**Records contained in a dataset:**
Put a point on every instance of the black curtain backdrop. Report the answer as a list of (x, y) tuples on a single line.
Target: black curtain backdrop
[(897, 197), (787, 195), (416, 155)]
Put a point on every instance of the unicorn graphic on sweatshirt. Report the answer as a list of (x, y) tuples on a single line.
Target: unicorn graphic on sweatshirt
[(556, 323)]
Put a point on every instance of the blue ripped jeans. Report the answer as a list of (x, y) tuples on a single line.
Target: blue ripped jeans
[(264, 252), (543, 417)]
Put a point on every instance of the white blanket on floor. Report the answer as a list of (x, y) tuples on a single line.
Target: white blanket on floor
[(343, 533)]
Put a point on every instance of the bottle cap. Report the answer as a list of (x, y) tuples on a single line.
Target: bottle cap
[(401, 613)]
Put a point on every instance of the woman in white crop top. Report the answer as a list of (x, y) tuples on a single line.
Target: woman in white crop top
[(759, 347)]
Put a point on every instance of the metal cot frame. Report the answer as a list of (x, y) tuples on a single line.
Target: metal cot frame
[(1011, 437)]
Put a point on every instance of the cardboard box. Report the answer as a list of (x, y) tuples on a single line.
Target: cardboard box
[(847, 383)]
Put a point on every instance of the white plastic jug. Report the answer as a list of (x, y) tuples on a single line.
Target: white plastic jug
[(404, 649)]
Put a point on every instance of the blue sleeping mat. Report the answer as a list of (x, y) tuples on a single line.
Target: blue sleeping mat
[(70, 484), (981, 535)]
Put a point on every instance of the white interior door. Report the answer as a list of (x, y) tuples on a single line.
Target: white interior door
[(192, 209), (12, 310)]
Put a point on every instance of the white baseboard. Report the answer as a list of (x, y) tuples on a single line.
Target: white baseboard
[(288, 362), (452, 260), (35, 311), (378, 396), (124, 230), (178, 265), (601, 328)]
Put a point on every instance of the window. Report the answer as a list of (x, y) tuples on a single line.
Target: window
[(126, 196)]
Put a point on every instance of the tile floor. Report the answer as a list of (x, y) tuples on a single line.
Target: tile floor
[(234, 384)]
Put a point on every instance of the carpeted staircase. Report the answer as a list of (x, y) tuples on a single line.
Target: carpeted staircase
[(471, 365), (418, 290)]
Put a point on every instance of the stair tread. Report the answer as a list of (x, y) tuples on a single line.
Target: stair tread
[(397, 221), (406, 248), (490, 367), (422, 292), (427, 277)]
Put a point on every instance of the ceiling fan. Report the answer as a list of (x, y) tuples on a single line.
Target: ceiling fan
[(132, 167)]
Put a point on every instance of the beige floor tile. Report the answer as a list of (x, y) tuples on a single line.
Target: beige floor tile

**The problem:** Repeat exactly the lines of the records from the one containing "Target: window" to the last, and include no line outside that stretch.

**Response area:**
Target: window
[(126, 196)]
Put a point on every instance of the tile floor. Report the answer as a list of (x, y) tuples on a single line.
Target: tile floor
[(234, 384)]
Put a point on every instance of the carpeted staircase. Report the answer as a list of (x, y) tuples on a single line.
Target: carpeted staircase
[(471, 365), (418, 290)]
Put a point on every instance of the stair tread. Report the answer as a list of (x, y) tuples on a single line.
Target: stair tread
[(397, 221), (406, 248), (490, 367), (422, 292), (427, 277)]
Put a point on every instance of the ceiling fan. Report the answer as a list of (x, y) tuples on a single line.
Target: ceiling fan
[(132, 167)]
Put a point on every instance of the beige floor tile. Report the answer as a list of (x, y) tuples on a single line.
Target: beige floor tile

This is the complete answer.